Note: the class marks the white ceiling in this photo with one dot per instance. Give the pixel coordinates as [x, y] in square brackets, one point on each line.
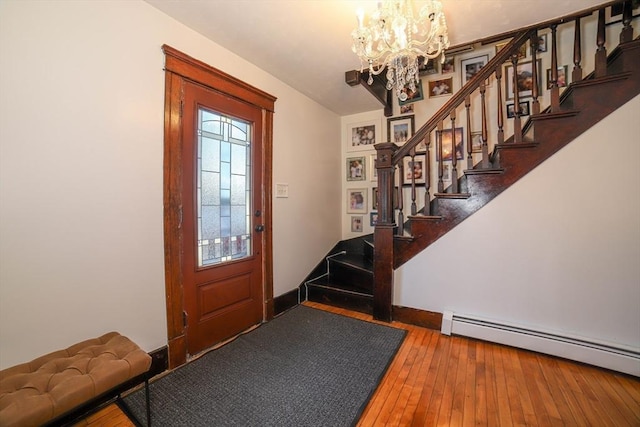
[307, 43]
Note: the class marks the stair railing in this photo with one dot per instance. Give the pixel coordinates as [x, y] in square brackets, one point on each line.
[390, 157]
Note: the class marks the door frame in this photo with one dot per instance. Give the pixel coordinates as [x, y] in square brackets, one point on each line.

┄┄┄┄┄┄

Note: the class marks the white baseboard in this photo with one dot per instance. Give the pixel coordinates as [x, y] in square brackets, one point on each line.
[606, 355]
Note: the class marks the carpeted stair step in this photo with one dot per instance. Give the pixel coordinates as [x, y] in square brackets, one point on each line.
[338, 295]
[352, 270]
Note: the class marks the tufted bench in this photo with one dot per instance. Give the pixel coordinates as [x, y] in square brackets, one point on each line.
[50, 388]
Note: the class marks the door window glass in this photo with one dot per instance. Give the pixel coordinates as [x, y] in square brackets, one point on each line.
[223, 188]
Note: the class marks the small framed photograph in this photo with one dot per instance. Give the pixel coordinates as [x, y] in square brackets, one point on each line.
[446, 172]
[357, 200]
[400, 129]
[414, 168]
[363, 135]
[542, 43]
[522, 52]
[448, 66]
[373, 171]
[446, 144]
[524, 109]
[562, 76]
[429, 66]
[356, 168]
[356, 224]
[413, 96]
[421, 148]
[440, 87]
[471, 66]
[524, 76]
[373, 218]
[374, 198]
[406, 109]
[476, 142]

┄┄┄┄┄┄

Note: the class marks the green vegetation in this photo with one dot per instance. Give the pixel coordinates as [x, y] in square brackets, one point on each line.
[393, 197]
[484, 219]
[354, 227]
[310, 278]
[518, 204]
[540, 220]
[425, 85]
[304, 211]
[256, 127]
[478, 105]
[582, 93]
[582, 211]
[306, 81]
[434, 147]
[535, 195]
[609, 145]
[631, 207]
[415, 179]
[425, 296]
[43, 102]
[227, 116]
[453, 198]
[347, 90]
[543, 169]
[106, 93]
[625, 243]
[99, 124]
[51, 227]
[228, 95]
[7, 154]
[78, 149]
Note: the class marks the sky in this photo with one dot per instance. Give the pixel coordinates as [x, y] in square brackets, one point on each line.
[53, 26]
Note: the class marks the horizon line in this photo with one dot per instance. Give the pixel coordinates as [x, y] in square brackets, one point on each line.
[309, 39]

┄┄┄┄┄┄

▸ JOB
Return every row that contains the word "coordinates".

▸ REPLY TO THE TASK
Note: the class marks the white ceiling in this photo with one dot per instance. Give the pixel coordinates as [x, y] in square brackets, one point on each line.
Note: the class marks the stair railing in this photo with one dot per instance. Give the pixel coordinates as [x, y] in square brackets, one point on each line.
Note: the class marks the door frame in this photo with one dot per instance. Give the pixel coordinates as [x, y] in square brackets, one point on each line.
Note: the class marks the white baseboard in this photo with one dot per instance. Give the pixel coordinates as [x, y] in square brackets, one point on each line.
Note: the class marks the carpeted stair step in this photo with one dot per instance. Give the pixel coordinates as [x, y] in square brackets, one point on each line.
Note: the class marks the tufted bench in this photo with one dot per instance. Give the pixel coordinates as [x, y] in square brackets, one point on each line.
Note: the class marks the door window glass in this photo with one dot per instance. Give the pixel coordinates as [x, y] in square brackets, one point on each line.
Note: the class marks the small framed photograph in this photo with one dot per instance. Give the pixel coordinates as [x, y] in square brackets, one point on each line.
Note: the class marks the green vegetation in this photo with one dot per instance. Give the pixel coordinates as [x, y] in square brackets, one point on each line.
Note: the class marks the sky in this photo with one dot per instance. Give the pixel coordinates as [x, y] in square brackets, one point on each line.
Note: the class marks the horizon line in this photo with one dot per instance. Give the pixel coordinates as [x, y] in square brackets, one point on each line.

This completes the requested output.